» **AIM**
Update the material from its first line through the line that contains "Query: out-of-focus flower" by changing "sample" to "example", leaving everything else unchanged. Return only those lines.

» **EXTRACTED MATERIAL**
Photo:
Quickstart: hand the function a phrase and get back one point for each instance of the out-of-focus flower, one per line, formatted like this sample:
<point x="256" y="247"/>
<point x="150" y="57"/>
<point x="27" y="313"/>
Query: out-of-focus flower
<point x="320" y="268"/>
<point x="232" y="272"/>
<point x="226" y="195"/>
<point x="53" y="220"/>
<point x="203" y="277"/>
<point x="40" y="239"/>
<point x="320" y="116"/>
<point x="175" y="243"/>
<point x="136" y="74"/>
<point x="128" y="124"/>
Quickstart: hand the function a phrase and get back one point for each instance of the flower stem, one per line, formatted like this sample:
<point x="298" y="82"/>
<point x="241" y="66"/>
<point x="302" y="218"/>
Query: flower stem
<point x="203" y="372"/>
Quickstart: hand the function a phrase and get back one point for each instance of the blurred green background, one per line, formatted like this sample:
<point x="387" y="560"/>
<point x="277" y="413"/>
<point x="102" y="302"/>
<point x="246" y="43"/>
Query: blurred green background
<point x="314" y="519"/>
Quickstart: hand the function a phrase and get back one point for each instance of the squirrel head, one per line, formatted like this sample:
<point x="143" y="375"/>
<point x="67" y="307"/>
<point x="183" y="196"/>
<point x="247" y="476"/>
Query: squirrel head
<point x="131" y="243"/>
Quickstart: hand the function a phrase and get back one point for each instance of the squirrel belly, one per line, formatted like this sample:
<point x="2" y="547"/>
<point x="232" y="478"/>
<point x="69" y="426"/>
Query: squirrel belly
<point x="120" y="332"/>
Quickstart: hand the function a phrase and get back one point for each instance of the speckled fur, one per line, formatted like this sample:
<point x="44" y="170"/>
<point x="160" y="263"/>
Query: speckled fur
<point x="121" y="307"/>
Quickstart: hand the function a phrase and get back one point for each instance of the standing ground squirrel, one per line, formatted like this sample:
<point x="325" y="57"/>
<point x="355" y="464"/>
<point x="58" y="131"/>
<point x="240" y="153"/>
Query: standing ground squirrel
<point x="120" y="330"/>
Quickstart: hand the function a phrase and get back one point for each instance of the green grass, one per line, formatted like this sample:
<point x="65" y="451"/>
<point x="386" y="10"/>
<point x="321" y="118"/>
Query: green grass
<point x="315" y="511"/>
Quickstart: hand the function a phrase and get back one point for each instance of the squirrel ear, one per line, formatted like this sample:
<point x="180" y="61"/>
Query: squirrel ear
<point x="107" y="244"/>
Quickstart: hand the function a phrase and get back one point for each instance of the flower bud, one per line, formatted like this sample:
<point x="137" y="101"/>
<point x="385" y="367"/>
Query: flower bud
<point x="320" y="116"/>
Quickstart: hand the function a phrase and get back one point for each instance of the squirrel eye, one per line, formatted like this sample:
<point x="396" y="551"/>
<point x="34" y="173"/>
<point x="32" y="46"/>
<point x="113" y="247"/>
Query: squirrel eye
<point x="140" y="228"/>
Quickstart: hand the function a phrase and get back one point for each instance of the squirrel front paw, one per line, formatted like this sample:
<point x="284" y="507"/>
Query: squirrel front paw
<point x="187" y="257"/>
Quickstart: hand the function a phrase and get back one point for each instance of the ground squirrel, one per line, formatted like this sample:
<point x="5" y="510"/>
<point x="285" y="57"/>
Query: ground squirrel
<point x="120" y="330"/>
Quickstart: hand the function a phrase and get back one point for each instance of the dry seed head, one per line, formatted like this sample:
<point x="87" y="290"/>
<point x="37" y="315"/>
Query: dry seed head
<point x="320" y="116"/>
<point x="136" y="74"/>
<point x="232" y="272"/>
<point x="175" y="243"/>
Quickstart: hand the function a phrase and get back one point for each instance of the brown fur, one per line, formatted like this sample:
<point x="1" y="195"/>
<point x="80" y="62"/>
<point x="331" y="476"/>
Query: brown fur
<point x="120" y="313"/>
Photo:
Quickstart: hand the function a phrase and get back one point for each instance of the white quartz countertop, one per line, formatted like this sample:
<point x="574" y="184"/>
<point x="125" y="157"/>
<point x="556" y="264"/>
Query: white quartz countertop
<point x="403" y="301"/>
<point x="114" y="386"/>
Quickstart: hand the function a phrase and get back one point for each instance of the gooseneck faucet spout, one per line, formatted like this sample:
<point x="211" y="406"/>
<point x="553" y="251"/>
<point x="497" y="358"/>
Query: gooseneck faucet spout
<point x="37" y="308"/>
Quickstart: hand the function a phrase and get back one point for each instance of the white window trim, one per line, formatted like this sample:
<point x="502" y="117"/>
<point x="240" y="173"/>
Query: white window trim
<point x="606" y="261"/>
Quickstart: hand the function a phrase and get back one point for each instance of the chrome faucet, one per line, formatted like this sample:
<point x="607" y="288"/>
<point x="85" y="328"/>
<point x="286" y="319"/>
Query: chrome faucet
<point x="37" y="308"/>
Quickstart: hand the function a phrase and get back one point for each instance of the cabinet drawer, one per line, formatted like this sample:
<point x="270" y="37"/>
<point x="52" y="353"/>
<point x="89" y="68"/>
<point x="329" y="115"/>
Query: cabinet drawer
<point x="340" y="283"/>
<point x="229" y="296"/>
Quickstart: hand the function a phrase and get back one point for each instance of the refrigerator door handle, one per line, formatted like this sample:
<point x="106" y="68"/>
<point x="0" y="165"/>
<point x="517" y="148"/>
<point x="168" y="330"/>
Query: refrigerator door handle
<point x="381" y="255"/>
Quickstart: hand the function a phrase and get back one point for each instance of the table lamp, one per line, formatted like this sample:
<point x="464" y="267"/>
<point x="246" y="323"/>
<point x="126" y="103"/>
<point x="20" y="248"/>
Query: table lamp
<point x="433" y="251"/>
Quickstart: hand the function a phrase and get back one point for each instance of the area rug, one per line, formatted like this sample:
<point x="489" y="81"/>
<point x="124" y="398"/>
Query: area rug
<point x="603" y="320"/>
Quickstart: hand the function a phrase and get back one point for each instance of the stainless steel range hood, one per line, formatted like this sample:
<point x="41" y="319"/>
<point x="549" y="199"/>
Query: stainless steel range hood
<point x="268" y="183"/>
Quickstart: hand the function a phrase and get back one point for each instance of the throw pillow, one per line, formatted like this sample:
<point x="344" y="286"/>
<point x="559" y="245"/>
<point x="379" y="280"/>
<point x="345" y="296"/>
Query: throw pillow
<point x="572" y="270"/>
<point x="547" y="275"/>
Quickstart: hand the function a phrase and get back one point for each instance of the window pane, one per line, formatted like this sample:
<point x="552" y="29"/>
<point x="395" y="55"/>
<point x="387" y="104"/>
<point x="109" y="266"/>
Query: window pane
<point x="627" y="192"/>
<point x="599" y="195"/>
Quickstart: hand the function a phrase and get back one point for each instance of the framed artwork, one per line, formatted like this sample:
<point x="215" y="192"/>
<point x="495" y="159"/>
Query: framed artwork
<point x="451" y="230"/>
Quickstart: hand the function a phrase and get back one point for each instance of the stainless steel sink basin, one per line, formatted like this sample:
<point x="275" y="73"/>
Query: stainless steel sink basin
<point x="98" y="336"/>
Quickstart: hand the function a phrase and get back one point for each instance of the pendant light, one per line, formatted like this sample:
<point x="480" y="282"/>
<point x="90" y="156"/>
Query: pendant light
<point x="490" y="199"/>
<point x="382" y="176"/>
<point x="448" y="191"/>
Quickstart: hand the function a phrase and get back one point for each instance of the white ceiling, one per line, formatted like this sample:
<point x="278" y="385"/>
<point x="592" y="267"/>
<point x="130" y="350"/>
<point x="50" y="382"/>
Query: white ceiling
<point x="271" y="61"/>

» **SOLUTION FOR THIS PROBLEM**
Photo:
Quickstart: hand the function a phrase and get back one point for each instance of the out-of-focus flower, one per line, formatted like this example:
<point x="256" y="247"/>
<point x="150" y="57"/>
<point x="27" y="313"/>
Query: out-of-focus flower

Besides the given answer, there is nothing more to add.